**Yang Harus Dikerjakan:**
[A] Sebutkan semua sekolah yang namanya disebut dalam artikel tentang pemaksaan pemakaian jilbab di sekolah negeri di bawah ini.
[B] Tentukan apakah setiap pernyataan berikut sesuai dengan artikel tentang pemaksaan pemakaian jilbab di sekolah negeri di bawah ini. Jawab ya atau tidak, lalu kutip kata-kata artikel yang menentukan jawabanmu.
(i) Siswa di SMA Negeri 1 Banguntapan dipaksa memakai jilbab pada Selasa pagi, 26 Juli 2022.
(ii) Surat edaran SD Negeri Karangtengah III tetap berlaku walaupun mendapat protes dari masyarakat.
(iii) Setelah dipakaikan jilbab, siswa itu menangis di toilet selama dua jam.
[C] Lanjutkan artikel tentang pemaksaan pemakaian jilbab di sekolah negeri di bawah ini, mulai setelah kalimat terakhirnya.

**Artikel:**
▼

Jaringan Masyarakat Sipil Kecam Indikasi Pemaksaan Pemakaian Jilbab di Sekolah Negeri

- 1 Agustus 2022, 19:56 WIB
ilustrasi depresi
ilustrasi depresi /pixabay/yohana indriani
 
PORTAL BREBES - Jaringan masyarakat sipil (JMS) yang fokus pada isu kebebasan beragama dan berkeyakinan  mengecam dugaan pemaksaan pemakaian jilbab di Sekolah Menengah Atas Negeri 1 Banguntapan Bantul, Daerah Istimewa Yogyakarta yang membuat siswa depresi. 
 
Peristiwa itu bermula dari guru bimbingan konseling, wali kelas, dan guru agama yang memaksa siswa itu memakai jilbab di ruangan guru BK pada Selasa pagi, 26 Juli 2022. Guru BK tersebut memakaikan jilbab ke siswa saat menjalani masa pengenalan lingkungan sekolah. 
 
Setelah itu, siswa tersebut mengurung diri dan menangis di toilet selama satu jam. Kini, siswa itu depresi, lebih banyak mengurung diri di kamar, dan tidak mau ke sekolah. 
 
Dugaan pemaksaan pemakaian jilbab untuk siswa baru terjadi di semua tingkatan sekolah.
 
Pada 2017, Sekolah Menengah Pertama 7 dan SMPN 11 mengeluarkan surat edaran yang isinya mengharuskan siswi Muslim mengenakan jilbab dalam penerimaan siswa siswi baru. Tapi, mereka berdalih pemakaian jilbab itu hanya imbauan. 
 
Pemaksaan pemakaian jilbab di Sekolah Dasar Negeri Karangtengah III Kabupaten Gunung Kidul terjadi pada 2019.
 
Sekolah tersebut mengeluarkan surat edaran yang berisi kewajiban siswa kelas I mengenakan seragam Muslim untuk tahun pelajaran 2019/2020.
 
Setelah mendapatkan protes dari masyarakat dan ditangani Ombudsman Republik Indonesia perwakilan DIY, surat edaran SD Negeri tersebut dicabut. 
 
Terulangnya peristiwa tersebut menggambarkan Pemerintah Daerah Istimewa Yogyakarta tidak serius menangani praktek intoleransi di sekolah.
 
 
JMS mendesak Dinas Pendidikan, Pemuda, dan Olahraga Daerah Istimewa Yogyakarta membuat aturan tegas tentang larangan pemaksaan pemakaian jilbab di sekolah negeri dan menerapkan sanksi yang berat bagi sekolah negeri yang terbukti memaksa siswanya memakai jilbab.
 
JMS juga meminta dinas terkait menyediakan layanan pendampingan psikologi hingga pulih untuk siswa karena mengalami depresi.

▲

**Bagian Data:**
▼

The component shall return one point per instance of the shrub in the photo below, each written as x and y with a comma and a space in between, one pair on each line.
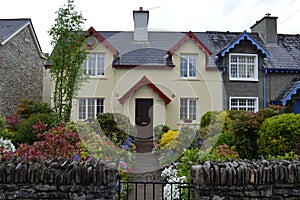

▲

**Jawaban yang Diharapkan:**
[A]
- Sekolah Menengah Atas Negeri 1 Banguntapan Bantul
- Sekolah Menengah Pertama 7
- SMPN 11
- Sekolah Dasar Negeri Karangtengah III Kabupaten Gunung Kidul

[B]
(i) Ya: "pada Selasa pagi, 26 Juli 2022"
(ii) Tidak: "surat edaran SD Negeri tersebut dicabut"
(iii) Tidak: "menangis di toilet selama satu jam"

[C]
Menghentikan kontrol tubuh para siswa (khususnya perempuan) dengan dalih apapun, termasuk dalih  memperkuat  moralitas, serta meningkatkan keimanan dan ketakwaan  para siswa di sekolah-sekolah negeri.
 
 
Mendorong sekolah ramah anak dan menghargai prinsip keberagaman dan inklusivitas.
 
Serta meminta Balai Pendidikan Menengah untuk melakukan fungsi kontrol dan pengawasan terhadap pegawai/guru sekolah  yang melakukan pemaksaan penggunaan jilbab di sekolah-sekolah negeri
 
JMS mengecam pemaksaan berjilbab di sekolah-sekolah negeri  karena bertentangan dengan kedaulatan perempuan atas pikiran, tubuh, ruang gerak, ekspresi dan keyakinan beragama yang dijamin oleh Undang-Undang Dasar 1945 pasal 28E dan pasal 29, Piagam Deklarasi HAM, Deklarasi HAM 1948, ICCPR (Kovenan Internasional tentang Hak-Hak Sipil dan Politik), dan CEDAW (Convention on Elimination of All Forms of Discrimation Against Women).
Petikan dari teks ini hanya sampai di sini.